# INFORMATION SUPPLIED:
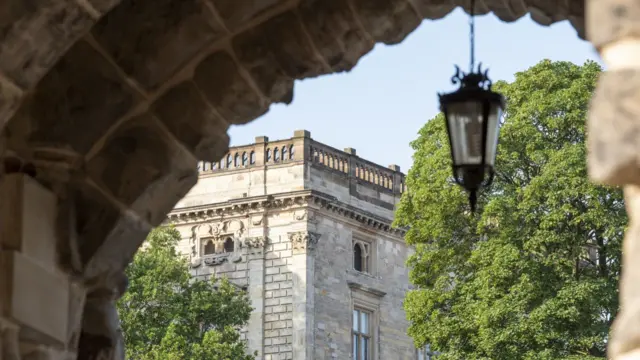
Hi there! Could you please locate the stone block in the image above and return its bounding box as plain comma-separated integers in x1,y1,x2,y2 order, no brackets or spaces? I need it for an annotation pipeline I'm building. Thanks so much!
7,41,139,155
353,0,422,45
212,0,287,30
0,250,69,346
0,0,93,89
299,0,374,72
233,28,293,104
194,51,269,124
585,0,640,49
153,81,229,161
92,0,225,89
0,173,57,271
0,78,23,129
587,70,640,186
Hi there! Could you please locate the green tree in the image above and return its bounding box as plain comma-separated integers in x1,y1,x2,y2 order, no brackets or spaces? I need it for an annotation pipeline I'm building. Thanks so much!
118,227,255,360
396,60,627,360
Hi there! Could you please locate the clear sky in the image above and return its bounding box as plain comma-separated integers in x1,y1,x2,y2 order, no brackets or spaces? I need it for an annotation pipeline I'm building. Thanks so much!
230,9,602,173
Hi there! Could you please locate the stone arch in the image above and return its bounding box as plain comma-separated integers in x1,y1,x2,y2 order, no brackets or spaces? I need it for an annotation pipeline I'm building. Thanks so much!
0,0,604,358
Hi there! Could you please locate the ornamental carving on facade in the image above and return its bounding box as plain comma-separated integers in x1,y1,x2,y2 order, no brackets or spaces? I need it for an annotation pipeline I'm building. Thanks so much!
189,219,246,259
240,236,267,248
288,231,320,250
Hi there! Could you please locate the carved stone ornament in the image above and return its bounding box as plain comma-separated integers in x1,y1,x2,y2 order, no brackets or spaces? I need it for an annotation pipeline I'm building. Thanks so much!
240,236,267,248
288,231,320,250
202,253,229,266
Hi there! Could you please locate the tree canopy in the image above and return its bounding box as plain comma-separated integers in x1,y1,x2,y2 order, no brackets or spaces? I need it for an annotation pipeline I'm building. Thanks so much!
118,227,254,360
396,60,627,360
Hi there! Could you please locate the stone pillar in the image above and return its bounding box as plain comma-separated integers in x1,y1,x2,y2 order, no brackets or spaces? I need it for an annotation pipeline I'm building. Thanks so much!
242,211,269,360
288,231,318,360
586,0,640,360
78,273,128,360
0,172,85,360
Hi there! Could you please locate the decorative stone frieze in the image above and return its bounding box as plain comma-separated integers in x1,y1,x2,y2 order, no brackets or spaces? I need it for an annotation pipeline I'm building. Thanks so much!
240,236,267,248
287,231,320,250
165,190,407,239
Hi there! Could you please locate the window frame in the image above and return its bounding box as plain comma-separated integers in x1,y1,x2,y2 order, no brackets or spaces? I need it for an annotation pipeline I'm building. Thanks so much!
350,284,384,360
351,234,377,276
351,306,373,360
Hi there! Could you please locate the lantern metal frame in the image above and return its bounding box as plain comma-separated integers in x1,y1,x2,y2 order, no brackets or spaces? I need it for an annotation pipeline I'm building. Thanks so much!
438,63,505,210
438,0,505,212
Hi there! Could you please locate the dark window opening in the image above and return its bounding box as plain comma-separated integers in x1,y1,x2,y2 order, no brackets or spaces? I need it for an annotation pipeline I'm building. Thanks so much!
204,240,216,255
353,244,363,271
224,238,234,252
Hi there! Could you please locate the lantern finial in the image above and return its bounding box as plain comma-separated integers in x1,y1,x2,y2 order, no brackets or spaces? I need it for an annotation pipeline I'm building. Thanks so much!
440,0,505,212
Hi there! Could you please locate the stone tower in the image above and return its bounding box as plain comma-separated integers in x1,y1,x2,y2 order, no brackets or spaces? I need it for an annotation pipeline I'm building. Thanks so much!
169,130,416,360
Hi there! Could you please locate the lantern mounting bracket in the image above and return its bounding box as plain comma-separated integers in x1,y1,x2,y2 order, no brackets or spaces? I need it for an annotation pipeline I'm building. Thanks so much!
451,63,493,90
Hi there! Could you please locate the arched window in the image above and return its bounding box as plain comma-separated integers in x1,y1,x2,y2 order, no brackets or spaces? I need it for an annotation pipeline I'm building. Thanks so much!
353,243,362,271
224,238,234,252
204,240,216,255
353,240,371,273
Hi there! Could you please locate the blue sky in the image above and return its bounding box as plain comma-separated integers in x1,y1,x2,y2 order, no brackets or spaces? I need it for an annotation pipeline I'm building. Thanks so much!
229,9,601,173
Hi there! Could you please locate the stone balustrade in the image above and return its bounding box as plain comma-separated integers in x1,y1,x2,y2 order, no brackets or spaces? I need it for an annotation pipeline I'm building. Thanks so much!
198,130,406,194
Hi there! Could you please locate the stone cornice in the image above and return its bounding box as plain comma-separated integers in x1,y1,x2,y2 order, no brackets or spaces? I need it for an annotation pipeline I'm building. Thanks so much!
165,190,406,236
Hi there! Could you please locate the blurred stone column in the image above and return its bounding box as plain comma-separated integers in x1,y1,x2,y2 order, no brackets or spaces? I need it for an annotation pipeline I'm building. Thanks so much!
586,0,640,360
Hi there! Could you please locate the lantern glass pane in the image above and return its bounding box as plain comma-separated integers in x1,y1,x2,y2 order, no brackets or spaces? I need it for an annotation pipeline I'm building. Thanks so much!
446,101,483,165
485,103,502,166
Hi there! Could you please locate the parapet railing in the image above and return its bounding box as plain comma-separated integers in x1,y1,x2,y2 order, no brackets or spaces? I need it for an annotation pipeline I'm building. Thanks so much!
309,140,406,193
198,139,302,174
198,137,406,193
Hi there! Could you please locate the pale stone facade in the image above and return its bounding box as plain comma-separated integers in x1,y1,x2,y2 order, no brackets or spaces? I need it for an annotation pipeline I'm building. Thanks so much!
169,131,416,360
0,0,640,360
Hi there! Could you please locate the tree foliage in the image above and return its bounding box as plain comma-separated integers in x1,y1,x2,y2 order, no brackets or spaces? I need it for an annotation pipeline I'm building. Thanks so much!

# DIRECTIVE:
Please pull out every line of the records that contains the word "opening", treating uppercase and lowercase as different.

# RESPONSE TO THIS EXERCISE:
Hi there! Could you please locate the dark window opening in the image above and return its bounding box as plain comma-separated integers in x1,y1,x2,y2 order, no brackets or spaces? I need it for an annotation pipeline I'm building. Thanks so much!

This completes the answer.